_Work to complete_. Output every line below exactly.

_Provided material_.
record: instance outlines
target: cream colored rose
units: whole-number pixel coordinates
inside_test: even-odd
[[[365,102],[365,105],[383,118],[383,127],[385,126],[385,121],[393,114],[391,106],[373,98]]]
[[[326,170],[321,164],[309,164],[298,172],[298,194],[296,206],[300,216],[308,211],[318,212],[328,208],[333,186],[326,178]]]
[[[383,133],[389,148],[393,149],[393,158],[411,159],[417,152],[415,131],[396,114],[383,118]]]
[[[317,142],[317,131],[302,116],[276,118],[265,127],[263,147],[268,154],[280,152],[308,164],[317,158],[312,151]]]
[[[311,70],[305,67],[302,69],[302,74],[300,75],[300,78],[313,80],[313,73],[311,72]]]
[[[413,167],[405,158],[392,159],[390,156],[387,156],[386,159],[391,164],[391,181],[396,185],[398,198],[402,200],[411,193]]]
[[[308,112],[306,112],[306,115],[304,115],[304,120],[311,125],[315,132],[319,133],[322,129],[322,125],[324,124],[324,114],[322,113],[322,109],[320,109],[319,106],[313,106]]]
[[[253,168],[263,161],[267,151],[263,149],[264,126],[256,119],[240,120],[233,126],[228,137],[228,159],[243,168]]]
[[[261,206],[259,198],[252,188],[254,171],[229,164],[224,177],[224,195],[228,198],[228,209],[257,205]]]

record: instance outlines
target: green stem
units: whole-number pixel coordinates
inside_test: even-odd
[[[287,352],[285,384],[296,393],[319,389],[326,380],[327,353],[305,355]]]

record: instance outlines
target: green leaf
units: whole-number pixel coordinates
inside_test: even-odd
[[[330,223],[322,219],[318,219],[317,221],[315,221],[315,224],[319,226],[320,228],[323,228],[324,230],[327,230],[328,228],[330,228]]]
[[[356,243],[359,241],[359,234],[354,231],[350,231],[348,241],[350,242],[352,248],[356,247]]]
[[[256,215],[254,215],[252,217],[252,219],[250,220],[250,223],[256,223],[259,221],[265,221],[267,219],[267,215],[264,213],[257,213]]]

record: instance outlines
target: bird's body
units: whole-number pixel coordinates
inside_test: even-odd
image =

_Completed exercise_.
record: instance outlines
target: cream colored rose
units: whole-number pixel coordinates
inside_test: even-odd
[[[365,102],[365,105],[383,118],[383,127],[385,126],[385,121],[393,114],[391,106],[373,98]]]
[[[326,170],[321,164],[309,164],[298,172],[298,194],[296,206],[300,216],[308,211],[318,212],[328,208],[333,186],[326,178]]]
[[[383,133],[389,148],[393,149],[393,158],[411,159],[417,152],[415,131],[396,114],[383,118]]]
[[[317,142],[317,131],[302,116],[276,118],[265,127],[263,147],[268,154],[280,152],[308,164],[317,158],[312,151]]]
[[[311,70],[305,67],[302,69],[302,74],[300,75],[300,78],[313,80],[313,73],[311,72]]]
[[[413,167],[405,158],[392,159],[390,156],[387,156],[386,159],[391,164],[391,181],[396,185],[398,198],[402,200],[411,193]]]
[[[308,112],[306,112],[306,115],[304,115],[304,120],[311,125],[315,132],[319,133],[322,129],[322,125],[324,124],[324,114],[322,113],[322,109],[320,109],[319,106],[313,106]]]
[[[253,168],[263,161],[267,151],[263,149],[264,126],[256,119],[240,120],[233,126],[228,137],[228,159],[243,168]]]
[[[261,206],[259,198],[252,188],[254,171],[229,164],[224,177],[224,195],[228,198],[228,209],[257,205]]]

record: instance outlines
target: green stem
units: whole-number pixel coordinates
inside_test: even-odd
[[[287,352],[285,384],[296,393],[319,389],[326,380],[327,353],[305,355]]]

record: instance outlines
target: green leaf
units: whole-number pixel coordinates
inside_test: even-odd
[[[330,223],[322,219],[318,219],[317,221],[315,221],[315,224],[319,226],[320,228],[323,228],[324,230],[327,230],[328,228],[330,228]]]
[[[356,243],[359,241],[359,234],[354,231],[350,231],[348,241],[350,242],[352,248],[356,247]]]
[[[256,215],[254,215],[252,217],[252,219],[250,220],[250,223],[256,223],[259,221],[265,221],[267,219],[267,215],[264,213],[257,213]]]

record: instance outlines
target: bird's body
units: whole-number pixel coordinates
inside_test: even-odd
image =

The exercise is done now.